• **Your goal**
Nothing may be dropped or added when the entries below are copied.

┄┄┄┄┄┄

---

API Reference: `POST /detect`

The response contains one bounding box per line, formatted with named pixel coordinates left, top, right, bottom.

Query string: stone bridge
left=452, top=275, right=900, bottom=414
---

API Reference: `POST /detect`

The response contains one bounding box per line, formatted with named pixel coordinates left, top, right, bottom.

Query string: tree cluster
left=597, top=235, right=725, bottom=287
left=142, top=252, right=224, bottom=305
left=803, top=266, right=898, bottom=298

┄┄┄┄┄┄

• **Answer to the exercise**
---

API Reference: `POST /detect`

The response contains one bounding box per line, formatted with named pixel coordinates left, top, right, bottom.

Query string: stone bridge
left=452, top=275, right=900, bottom=414
---

API Reference: `POST /detect`

The response contains one bounding box per line, formatted with named pixel coordinates left, top, right, bottom.

Query string: tree cluster
left=597, top=235, right=725, bottom=287
left=142, top=252, right=224, bottom=305
left=803, top=266, right=898, bottom=298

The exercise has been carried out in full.